## Provided data
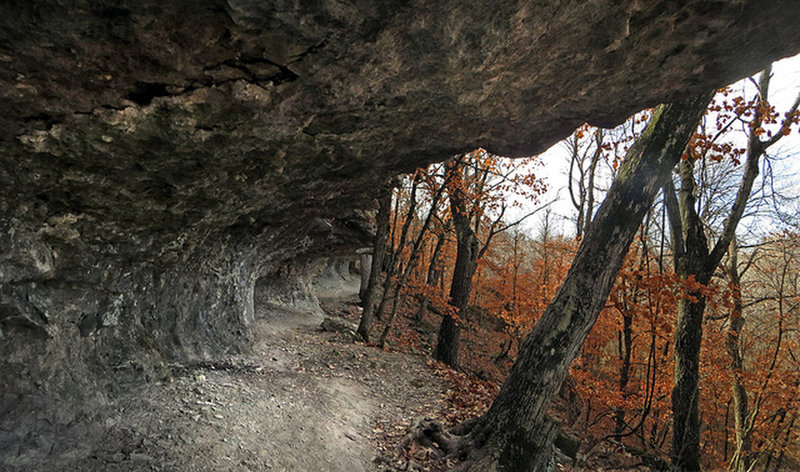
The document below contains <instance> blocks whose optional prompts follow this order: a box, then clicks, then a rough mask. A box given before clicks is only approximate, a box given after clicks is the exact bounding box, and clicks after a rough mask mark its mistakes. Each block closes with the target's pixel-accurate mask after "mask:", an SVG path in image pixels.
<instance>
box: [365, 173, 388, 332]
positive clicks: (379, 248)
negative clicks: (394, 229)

* * *

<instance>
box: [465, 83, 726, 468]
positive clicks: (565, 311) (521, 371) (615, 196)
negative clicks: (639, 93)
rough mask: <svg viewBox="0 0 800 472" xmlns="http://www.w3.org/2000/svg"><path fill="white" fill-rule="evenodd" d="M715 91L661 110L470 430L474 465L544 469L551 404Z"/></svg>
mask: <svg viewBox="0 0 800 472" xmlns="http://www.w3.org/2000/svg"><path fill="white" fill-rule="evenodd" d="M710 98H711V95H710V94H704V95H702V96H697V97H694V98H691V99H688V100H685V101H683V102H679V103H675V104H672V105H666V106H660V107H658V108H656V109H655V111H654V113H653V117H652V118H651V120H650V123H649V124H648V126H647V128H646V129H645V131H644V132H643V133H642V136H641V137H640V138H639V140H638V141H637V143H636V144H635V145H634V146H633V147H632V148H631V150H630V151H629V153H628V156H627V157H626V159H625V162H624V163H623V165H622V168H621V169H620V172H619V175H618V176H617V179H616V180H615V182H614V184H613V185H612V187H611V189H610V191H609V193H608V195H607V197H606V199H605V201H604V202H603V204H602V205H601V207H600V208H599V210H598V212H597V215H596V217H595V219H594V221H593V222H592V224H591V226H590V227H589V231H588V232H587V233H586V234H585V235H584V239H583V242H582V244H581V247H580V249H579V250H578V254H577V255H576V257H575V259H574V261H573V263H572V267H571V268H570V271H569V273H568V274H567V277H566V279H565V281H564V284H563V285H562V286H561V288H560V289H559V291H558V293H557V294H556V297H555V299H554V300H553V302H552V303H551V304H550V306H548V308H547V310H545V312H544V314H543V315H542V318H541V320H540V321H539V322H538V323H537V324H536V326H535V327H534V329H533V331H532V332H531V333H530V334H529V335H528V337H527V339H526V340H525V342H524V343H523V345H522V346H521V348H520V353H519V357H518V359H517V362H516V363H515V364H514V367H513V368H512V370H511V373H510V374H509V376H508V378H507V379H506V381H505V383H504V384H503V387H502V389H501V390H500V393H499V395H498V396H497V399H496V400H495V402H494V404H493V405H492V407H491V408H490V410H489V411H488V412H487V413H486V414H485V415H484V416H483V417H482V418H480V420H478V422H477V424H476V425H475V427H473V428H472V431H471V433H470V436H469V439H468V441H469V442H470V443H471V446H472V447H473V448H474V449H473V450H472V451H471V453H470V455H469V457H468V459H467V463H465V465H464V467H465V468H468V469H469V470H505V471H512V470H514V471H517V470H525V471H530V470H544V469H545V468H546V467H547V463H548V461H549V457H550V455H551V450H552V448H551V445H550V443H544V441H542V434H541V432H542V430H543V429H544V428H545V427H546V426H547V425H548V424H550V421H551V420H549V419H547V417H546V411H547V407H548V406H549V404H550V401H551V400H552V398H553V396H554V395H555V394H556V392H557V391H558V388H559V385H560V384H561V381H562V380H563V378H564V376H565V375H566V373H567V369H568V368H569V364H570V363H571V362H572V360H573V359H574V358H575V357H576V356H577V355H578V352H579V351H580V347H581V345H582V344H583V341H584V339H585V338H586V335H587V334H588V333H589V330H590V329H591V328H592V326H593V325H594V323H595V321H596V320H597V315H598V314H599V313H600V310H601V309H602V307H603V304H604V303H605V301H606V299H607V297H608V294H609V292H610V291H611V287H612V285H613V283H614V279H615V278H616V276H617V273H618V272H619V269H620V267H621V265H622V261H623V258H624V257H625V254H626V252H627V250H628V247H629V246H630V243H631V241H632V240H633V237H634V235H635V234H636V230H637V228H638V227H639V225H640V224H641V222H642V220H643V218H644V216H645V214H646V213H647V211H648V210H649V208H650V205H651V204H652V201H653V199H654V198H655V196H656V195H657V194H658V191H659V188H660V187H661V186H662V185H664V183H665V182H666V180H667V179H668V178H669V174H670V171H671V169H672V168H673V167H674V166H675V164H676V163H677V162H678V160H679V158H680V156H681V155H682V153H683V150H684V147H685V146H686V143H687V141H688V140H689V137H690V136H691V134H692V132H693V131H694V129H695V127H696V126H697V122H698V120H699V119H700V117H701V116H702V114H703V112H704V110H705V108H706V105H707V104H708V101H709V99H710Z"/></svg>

* * *

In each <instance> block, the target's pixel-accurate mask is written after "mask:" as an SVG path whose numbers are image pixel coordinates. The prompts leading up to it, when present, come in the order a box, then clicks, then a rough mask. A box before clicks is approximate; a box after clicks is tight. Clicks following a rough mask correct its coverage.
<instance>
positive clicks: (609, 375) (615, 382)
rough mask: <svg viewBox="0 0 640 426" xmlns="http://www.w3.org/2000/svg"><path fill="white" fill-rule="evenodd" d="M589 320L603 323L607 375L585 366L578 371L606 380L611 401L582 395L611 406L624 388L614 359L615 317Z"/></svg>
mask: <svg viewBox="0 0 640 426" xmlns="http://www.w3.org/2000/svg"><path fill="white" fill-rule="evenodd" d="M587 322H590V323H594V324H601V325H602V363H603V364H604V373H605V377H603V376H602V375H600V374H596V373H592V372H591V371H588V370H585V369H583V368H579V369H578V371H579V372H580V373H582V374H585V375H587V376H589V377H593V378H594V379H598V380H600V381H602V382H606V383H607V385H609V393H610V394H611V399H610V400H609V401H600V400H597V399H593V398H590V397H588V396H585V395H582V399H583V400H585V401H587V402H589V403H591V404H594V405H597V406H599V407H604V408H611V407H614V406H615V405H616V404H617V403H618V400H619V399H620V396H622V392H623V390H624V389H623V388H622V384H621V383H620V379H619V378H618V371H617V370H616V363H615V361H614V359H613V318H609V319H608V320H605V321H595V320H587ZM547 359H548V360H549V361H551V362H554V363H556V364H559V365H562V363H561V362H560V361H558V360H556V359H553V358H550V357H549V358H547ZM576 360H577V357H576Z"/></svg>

## Aim of the exercise
Format the stretch from the line that contains "The document below" through the line that contains "negative clicks: (394, 229)" in the rows above as a numbered list, leaving out blank lines.

## Completed task
1. The document below contains <instance> blocks whose optional prompts follow this order: a box, then clicks, then a rough mask. A box given before clicks is only approximate, a box given after clicks is the exact bounding box, and clicks after a rough mask mark its mistakes. Each block closes with the target's pixel-accurate mask after "mask:", an SVG path in image pixels.
2. <instance>
3. box: [365, 173, 388, 332]
4. positive clicks: (379, 248)
5. negative clicks: (394, 229)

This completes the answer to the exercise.